SOURCE TEXT —
5. Not Having Adequate Concealment
Veteran hunter Tommy Akin of Greenfield, Tennessee, was a college student when he made an opening day mistake that he still chuckles about today. "We'd had a very dry fall, and water was scarce in the bottoms where my buddies and I hunted," he says. "But a few days before the season opened, we found a place where beavers had dammed up a ditch and backed about five acres of shallow water into an adjacent field."
The landowner hadn't farmed this spot because it was too wet, so it had grown up in smartweed. "Several hundred mallards and other ducks were coming there early each morning to feed," Akin says. "We wanted to hunt there, but there was no cover; it was totally open. So we came up with a game plan."
Three days before the season started, Akin and his partners slogged into this pothole before dawn and erected a post-and-chicken-wire blind by flashlight. The idea was to finish the blind before the ducks started arriving at dawn so as not to disturb the birds. "When we left there, it looked great," Akin says. But when they returned before dawn on opening day, they received a rude awakening. "There wasn't a stick of brush on our blind—not one. It was totally bare. Just posts and chicken wire. The beavers had found the fresh willows we'd put on the blind, and they'd carried every one off to their lodge."

PROBLEM 1 —
Show each line of the entries below that contains the word "front".
PROBLEM 2 —
Carry on the duck hunting story above from the point where it stops.

DATA PROVIDED —
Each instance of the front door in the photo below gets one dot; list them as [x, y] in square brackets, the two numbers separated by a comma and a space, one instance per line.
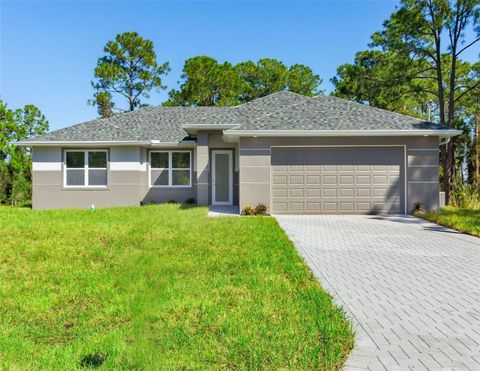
[222, 177]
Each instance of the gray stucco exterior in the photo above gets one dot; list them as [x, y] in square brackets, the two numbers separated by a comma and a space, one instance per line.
[422, 155]
[128, 177]
[247, 135]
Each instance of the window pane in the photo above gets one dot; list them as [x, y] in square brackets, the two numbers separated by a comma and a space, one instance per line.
[159, 160]
[97, 159]
[75, 159]
[159, 177]
[180, 177]
[97, 177]
[181, 160]
[76, 177]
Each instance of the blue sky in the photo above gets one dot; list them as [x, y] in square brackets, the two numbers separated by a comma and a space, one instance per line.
[48, 50]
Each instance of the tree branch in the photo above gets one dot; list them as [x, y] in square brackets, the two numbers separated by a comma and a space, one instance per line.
[468, 90]
[466, 47]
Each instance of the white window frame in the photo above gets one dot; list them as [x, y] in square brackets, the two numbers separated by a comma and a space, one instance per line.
[85, 169]
[169, 169]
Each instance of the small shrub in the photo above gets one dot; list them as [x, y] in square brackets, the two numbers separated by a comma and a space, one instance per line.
[465, 196]
[93, 360]
[148, 203]
[261, 209]
[248, 210]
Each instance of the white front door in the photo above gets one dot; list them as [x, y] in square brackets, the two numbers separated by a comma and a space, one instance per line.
[222, 177]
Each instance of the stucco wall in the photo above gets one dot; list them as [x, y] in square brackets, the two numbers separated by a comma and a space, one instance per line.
[127, 181]
[421, 155]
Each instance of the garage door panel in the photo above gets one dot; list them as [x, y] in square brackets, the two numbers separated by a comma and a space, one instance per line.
[329, 179]
[295, 179]
[297, 192]
[329, 192]
[279, 179]
[338, 180]
[279, 192]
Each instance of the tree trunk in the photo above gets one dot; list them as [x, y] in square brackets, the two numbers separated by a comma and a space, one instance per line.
[476, 144]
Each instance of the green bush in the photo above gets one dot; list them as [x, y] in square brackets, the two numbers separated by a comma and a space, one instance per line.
[248, 210]
[261, 209]
[466, 196]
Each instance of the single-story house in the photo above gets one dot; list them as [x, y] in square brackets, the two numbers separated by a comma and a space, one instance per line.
[295, 154]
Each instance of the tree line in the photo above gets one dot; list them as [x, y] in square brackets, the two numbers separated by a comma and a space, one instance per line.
[414, 65]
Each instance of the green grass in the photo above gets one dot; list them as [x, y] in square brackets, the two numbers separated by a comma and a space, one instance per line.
[463, 220]
[159, 287]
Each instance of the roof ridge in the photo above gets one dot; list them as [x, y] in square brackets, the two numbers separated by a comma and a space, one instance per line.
[306, 101]
[375, 108]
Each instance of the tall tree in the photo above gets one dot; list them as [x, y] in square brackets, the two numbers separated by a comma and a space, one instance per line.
[430, 36]
[129, 68]
[103, 101]
[206, 83]
[15, 162]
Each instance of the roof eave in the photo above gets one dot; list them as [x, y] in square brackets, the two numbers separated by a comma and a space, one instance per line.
[68, 143]
[194, 128]
[443, 133]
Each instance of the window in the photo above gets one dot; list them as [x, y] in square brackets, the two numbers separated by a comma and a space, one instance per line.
[170, 169]
[86, 168]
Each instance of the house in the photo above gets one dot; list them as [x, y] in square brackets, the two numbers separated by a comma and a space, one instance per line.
[295, 154]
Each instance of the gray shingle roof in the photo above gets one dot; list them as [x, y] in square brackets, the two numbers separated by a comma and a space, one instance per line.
[279, 111]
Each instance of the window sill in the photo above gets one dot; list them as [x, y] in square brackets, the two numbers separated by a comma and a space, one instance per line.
[80, 188]
[170, 187]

WRITTEN REPLY 1 —
Each instance of the front door in the photo below gets one dot; list them as [x, y] in square brackets, the two numbers separated by a comma and a space, one instance per line.
Each instance of the white front door in the photo above gets one dot; list them as [x, y] in square brackets, the two numbers separated by a comma and a space, one instance per line.

WRITTEN REPLY 2 —
This was a rare occurrence, to be sure, but it underscores the importance of concealment. As with other waterfowling equipment, blinds should be routinely inspected and maintained. Hunters should also make sure that their camouflage clothing matches the natural cover in their hunting area. This could mean wearing a green camo pattern in the early season, when there is still a lot of green leafy vegetation around.
6. Overlooking the Fundamentals
Lamar Boyd of Tunica, Mississippi, operates Beaver Dam Hunting Services on the oxbow lake made famous by the writings of Nash Buckingham. Boyd sees duck hunters repeat the same obvious mistakes, on opening day and otherwise. Among these is the failure to familiarize themselves with their shotguns well before opening day. "If you're new to waterfowling or if you have a new gun, study the owner's manual to learn how to properly load the shells, change chokes, and ensure there's a plug in the magazine," he says. "Then take the gun to the range for some hands-on practice."
Boyd also advises waterfowlers to purchase a duck stamp early, sign it, and affix it to their license so they'll be ready when opening day arrives. He offers up a cautionary tale to illustrate his point.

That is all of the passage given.